§ **The request**: Reproduce exactly the lines below, starting with the line that contains "Reviewer check: make sure each instance of the wide" and ending with the last line of the records, both included, and nothing else.

§ **Given data**:
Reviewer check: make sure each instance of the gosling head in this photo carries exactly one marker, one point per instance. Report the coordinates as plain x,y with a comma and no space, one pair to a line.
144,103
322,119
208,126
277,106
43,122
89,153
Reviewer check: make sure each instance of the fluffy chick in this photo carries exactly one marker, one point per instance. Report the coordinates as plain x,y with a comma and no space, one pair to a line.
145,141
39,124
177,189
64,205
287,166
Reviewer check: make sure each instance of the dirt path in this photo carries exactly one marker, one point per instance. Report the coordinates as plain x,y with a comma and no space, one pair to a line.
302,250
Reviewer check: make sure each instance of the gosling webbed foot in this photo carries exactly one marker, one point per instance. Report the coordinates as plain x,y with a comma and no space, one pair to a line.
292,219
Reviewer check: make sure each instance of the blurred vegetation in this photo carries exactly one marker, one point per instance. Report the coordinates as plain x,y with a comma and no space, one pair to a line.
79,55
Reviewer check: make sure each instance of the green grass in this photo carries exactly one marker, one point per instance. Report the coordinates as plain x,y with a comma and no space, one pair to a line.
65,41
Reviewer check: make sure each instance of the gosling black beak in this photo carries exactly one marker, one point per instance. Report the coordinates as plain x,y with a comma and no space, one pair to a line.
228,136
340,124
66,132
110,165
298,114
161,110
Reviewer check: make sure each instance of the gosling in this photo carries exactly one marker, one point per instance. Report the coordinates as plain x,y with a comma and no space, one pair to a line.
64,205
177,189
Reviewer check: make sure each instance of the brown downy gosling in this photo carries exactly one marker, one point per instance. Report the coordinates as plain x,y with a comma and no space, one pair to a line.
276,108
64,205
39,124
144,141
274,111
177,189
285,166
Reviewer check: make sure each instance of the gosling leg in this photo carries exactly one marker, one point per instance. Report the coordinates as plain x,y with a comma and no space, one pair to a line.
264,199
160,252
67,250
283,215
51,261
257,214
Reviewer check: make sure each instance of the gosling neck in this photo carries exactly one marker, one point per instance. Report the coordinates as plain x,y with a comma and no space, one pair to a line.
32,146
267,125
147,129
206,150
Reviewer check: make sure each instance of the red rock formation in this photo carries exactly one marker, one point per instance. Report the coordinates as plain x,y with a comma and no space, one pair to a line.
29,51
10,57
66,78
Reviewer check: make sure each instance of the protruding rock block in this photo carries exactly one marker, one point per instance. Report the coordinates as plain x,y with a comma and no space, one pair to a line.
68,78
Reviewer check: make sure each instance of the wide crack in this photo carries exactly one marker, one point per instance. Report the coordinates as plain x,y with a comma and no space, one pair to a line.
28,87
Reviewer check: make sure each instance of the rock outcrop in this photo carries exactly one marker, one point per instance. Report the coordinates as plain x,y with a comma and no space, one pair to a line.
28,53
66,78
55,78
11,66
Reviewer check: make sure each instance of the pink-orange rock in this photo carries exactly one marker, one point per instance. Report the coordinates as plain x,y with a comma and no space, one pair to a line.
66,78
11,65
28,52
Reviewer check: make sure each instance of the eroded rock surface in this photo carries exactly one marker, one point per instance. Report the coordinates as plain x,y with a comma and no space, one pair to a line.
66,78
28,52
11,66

§ **Result of this exercise**:
Reviewer check: make sure each instance of the wide crack in this photo carries exactly one marker, one point per instance. Report the coordinates as plain x,y with a comma and no space, one pair to a line.
28,87
Reviewer check: make sure each instance of the rock outcrop in this photo carries exactly one marker, one point per instance. Report the coordinates as plain x,y with a comma and no space, one pair to a line.
28,53
66,78
55,78
11,66
Reviewer check: make sure each instance of the pink-orange rock in this photo carries exactly one marker, one point per instance. Report the coordinates as plain x,y with a comma and no space, one pair to a line.
66,78
11,65
28,52
Reviewer check: make sure each instance of the eroded rock surface in this photo carries exactly one marker, one point per instance. Report the coordinates as plain x,y with a comma and no space, one pair to a line.
66,78
28,52
11,66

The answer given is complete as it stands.